::: INPUT ROWS

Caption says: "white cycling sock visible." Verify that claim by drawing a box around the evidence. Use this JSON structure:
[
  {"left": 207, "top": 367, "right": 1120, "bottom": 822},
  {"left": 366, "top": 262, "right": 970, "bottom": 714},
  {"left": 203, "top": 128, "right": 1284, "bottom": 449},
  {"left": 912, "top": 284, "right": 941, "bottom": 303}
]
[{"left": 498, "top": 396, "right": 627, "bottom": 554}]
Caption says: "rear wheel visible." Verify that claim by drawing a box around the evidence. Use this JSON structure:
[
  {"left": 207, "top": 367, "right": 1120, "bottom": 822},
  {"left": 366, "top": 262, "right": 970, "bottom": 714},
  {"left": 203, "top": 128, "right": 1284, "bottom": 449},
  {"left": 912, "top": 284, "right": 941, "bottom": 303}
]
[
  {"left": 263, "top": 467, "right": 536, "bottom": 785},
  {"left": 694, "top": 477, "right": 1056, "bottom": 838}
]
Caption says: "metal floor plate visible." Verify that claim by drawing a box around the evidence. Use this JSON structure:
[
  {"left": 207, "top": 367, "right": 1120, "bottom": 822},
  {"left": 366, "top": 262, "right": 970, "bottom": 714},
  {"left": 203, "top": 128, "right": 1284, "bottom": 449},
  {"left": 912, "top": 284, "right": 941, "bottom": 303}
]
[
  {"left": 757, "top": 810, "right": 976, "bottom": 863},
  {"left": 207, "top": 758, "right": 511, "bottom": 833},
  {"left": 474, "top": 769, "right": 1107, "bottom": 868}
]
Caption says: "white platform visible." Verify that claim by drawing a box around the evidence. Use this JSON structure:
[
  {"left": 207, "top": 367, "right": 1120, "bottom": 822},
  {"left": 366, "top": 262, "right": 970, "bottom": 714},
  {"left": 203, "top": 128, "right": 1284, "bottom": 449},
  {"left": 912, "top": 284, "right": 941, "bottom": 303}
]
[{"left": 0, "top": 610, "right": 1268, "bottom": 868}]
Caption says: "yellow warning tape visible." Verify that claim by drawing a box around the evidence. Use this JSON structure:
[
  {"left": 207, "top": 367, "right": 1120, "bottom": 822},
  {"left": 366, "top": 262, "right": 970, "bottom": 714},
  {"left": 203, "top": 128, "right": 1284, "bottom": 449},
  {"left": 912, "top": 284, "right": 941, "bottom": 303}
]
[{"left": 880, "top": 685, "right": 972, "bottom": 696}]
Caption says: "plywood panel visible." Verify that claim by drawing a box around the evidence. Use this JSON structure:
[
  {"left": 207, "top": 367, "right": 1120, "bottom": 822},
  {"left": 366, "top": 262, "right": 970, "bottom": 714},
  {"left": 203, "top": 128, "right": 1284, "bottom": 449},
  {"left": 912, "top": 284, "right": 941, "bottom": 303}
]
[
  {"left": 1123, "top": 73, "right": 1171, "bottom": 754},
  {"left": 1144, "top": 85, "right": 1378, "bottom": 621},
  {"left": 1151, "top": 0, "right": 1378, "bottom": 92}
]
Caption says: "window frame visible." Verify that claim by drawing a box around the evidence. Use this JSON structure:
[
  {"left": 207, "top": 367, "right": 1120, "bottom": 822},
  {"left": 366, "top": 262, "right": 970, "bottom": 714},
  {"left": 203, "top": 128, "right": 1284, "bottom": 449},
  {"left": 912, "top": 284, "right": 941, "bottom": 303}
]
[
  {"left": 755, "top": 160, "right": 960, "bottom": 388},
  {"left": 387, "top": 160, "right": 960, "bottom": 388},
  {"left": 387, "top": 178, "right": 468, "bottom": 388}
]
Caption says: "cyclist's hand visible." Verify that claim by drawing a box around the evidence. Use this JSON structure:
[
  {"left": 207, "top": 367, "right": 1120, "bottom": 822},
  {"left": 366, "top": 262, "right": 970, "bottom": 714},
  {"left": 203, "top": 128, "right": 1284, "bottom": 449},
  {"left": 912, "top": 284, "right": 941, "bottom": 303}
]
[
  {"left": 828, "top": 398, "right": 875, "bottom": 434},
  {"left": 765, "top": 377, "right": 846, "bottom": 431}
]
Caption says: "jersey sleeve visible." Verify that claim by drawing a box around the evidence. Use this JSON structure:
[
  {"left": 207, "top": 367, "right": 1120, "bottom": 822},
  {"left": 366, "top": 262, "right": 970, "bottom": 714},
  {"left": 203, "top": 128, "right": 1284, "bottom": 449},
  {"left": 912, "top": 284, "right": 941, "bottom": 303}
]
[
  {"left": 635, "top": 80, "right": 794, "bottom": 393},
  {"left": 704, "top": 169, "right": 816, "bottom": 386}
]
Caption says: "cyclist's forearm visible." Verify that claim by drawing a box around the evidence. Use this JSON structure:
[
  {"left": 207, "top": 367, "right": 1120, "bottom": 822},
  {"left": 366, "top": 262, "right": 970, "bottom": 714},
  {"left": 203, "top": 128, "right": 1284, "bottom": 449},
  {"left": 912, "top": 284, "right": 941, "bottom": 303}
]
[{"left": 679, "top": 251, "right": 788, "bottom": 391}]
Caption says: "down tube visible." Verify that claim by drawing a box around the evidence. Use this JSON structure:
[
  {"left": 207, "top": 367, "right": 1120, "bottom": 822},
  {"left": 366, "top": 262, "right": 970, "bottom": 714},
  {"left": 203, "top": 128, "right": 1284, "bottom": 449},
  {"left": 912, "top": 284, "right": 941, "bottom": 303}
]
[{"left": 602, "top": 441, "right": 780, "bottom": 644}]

::::::

WRITTEN TASK
List every line in the rows above that contains the word "Verify", copying each one in full.

FULL SOLUTION
Caption says: "white cycling sock visible." Verify that claim by drawing a box around the evidence. Use this JSON structure:
Caption says: "rear wheel visible." Verify that claim by drawing a box around the evidence. Use this JSON structure:
Caption says: "metal floor plate visible." Verify that claim by drawing a box around the evidence. Use this JSON structure:
Caption says: "white platform visible." Verify that claim by drawing a box around the evidence. Use this JSON structure:
Caption says: "yellow warning tape visible." Verify that claim by drawing a box around the evidence. Use this JSON structure:
Caption says: "plywood panel visible." Verify that claim by drawing a box around the evidence. Use this JSON structure:
Caption says: "window frame visible." Verify that claim by drawing a box around the evidence. Use this JSON structure:
Caption says: "cyclist's hand visible." Verify that claim by drawing a box around the evidence. Use this JSON structure:
Caption says: "jersey sleeve visible." Verify that claim by drawing a box around the evidence. Use this JSON structure:
Caption says: "cyclist's forearm visible." Verify that claim by drawing a box around the evidence. Use this JSON structure:
Caption says: "down tube visible." Verify that claim by drawing a box around the evidence. Use this JSON structure:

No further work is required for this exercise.